» Request
Give the records from the line containing "Screen reader assistance: describe where the bare" up to and including the line containing "[295,305,394,399]" as a Markdown table with the columns Row and Line, one numbered row per line. Omit blank lines.

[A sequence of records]
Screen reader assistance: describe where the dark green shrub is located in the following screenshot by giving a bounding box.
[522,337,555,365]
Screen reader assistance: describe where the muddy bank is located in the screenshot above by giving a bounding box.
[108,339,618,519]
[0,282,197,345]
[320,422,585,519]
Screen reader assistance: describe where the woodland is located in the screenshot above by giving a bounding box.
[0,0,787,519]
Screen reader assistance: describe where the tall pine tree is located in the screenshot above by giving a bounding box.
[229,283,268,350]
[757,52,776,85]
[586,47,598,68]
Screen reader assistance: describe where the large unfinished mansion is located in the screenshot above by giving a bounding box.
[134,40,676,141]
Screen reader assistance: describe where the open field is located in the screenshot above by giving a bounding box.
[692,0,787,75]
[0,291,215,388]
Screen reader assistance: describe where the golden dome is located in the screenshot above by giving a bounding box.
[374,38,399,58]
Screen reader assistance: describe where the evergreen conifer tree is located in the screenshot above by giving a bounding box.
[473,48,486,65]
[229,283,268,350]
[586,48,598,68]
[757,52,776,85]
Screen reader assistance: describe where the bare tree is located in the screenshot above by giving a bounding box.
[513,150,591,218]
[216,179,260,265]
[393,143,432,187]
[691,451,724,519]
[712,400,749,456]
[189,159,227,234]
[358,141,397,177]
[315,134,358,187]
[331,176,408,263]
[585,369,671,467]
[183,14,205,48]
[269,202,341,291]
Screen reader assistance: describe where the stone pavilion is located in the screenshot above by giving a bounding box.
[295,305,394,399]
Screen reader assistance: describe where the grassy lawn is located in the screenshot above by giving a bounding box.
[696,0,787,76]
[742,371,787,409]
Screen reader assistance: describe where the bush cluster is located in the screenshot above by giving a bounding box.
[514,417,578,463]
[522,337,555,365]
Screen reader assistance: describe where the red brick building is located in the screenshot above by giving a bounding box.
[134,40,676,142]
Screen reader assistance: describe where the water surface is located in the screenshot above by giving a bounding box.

» The solution
| Row | Line |
|---|---|
| 1 | Screen reader assistance: describe where the bare tree is located in the screenshot above by giving a bounding box. |
| 2 | [513,150,591,218] |
| 3 | [216,179,260,265] |
| 4 | [393,143,432,187] |
| 5 | [691,451,724,519] |
| 6 | [712,400,749,456] |
| 7 | [189,159,227,234] |
| 8 | [358,141,397,177] |
| 9 | [315,134,358,187] |
| 10 | [331,176,408,263] |
| 11 | [585,369,671,467] |
| 12 | [183,14,205,48] |
| 13 | [269,202,341,291] |
| 14 | Screen reader assistance: describe where the stone pavilion is located in the screenshot above by giving a bounding box. |
| 15 | [295,305,394,399] |